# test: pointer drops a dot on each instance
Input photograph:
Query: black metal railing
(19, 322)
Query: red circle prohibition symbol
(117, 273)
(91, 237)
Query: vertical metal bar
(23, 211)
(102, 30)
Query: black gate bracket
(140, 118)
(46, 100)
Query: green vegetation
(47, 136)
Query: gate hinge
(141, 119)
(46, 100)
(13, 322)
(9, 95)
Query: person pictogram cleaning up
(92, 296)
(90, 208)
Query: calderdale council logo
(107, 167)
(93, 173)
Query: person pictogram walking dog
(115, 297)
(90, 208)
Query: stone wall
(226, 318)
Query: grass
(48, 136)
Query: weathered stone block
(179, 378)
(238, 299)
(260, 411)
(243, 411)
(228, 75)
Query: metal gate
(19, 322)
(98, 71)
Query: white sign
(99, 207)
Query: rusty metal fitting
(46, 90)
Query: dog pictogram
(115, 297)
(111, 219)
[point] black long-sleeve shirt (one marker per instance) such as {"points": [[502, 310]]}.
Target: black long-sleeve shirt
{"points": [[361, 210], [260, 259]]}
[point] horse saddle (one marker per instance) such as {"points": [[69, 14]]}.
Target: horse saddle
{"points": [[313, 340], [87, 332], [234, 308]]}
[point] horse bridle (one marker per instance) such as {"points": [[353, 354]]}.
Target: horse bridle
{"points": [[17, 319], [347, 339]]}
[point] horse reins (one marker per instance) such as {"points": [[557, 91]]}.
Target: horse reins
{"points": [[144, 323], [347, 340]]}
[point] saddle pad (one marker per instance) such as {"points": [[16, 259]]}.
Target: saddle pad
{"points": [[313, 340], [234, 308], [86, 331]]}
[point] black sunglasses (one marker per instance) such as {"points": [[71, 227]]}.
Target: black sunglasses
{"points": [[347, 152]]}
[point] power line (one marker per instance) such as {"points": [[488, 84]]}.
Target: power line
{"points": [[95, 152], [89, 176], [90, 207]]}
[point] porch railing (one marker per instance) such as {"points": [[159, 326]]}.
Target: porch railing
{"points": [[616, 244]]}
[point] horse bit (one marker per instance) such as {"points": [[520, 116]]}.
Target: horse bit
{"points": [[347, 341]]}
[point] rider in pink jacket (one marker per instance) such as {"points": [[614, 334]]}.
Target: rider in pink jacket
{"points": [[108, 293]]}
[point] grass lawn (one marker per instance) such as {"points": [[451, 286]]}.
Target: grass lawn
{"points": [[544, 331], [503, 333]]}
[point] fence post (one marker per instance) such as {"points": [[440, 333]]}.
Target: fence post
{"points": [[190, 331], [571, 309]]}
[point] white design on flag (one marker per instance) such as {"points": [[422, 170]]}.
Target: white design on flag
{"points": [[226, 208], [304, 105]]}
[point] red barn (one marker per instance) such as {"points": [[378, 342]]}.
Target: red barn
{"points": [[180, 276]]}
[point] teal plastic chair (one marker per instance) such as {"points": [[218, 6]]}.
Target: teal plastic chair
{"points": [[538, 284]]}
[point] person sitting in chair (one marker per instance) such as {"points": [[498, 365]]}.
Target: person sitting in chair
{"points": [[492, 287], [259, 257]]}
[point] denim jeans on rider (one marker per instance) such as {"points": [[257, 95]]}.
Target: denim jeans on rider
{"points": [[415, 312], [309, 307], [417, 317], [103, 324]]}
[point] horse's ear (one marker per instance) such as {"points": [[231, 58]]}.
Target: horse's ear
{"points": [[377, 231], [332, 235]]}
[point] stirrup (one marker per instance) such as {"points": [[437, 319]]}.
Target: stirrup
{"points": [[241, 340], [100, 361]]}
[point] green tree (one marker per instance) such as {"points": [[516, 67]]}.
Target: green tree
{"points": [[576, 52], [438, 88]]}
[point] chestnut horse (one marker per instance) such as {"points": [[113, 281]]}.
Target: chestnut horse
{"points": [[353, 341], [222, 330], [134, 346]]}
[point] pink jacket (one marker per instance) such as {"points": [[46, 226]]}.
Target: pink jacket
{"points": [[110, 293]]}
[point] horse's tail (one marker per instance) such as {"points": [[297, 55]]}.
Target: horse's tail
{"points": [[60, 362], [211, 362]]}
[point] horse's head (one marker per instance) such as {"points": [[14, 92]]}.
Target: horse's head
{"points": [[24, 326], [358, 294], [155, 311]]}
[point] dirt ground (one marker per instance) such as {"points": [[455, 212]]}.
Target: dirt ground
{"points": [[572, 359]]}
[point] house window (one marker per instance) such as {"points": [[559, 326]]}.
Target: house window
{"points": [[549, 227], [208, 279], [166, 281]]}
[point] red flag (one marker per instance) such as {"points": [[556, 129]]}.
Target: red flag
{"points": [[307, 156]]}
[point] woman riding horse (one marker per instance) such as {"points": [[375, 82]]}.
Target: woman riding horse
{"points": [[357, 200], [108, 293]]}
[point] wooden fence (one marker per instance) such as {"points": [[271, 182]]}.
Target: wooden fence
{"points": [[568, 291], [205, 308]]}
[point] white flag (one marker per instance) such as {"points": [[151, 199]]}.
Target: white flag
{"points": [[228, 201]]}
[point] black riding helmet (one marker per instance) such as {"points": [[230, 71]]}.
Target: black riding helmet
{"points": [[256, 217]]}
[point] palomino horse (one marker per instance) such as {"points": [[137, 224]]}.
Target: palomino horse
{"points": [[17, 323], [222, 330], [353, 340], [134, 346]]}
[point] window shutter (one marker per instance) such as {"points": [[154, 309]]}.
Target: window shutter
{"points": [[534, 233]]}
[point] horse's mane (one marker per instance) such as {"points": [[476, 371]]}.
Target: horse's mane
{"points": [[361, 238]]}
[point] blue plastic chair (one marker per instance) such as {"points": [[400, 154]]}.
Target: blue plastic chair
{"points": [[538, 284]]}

...

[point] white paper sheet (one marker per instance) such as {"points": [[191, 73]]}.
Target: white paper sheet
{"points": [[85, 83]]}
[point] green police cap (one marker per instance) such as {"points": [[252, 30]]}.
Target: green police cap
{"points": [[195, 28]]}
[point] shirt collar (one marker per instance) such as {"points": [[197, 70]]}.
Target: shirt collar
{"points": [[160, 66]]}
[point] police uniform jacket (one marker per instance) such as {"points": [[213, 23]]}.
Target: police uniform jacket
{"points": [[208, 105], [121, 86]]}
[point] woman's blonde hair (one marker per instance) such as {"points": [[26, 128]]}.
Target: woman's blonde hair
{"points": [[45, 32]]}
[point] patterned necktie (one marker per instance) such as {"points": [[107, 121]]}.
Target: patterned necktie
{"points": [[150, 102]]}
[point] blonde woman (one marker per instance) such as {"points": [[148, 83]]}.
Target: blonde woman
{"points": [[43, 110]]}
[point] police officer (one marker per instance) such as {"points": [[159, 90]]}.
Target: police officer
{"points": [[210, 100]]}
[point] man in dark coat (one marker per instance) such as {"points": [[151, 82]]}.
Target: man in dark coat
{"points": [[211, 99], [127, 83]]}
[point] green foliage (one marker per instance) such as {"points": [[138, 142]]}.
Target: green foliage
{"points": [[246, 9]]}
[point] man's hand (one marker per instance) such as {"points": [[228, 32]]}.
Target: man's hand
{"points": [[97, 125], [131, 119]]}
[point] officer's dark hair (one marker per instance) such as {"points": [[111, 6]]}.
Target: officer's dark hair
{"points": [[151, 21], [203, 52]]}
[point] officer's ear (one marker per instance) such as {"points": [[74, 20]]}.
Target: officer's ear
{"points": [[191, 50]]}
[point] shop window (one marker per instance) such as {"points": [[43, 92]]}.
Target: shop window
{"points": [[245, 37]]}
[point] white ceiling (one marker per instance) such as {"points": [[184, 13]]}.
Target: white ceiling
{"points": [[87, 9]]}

◆ **Instructions for the task**:
Which lines of the data above contain the word "pictogram"? Copy each one out in full.

◆ **Response to the exercise**:
Query: person pictogram cleaning up
Query: person pictogram walking dog
Query: dog pictogram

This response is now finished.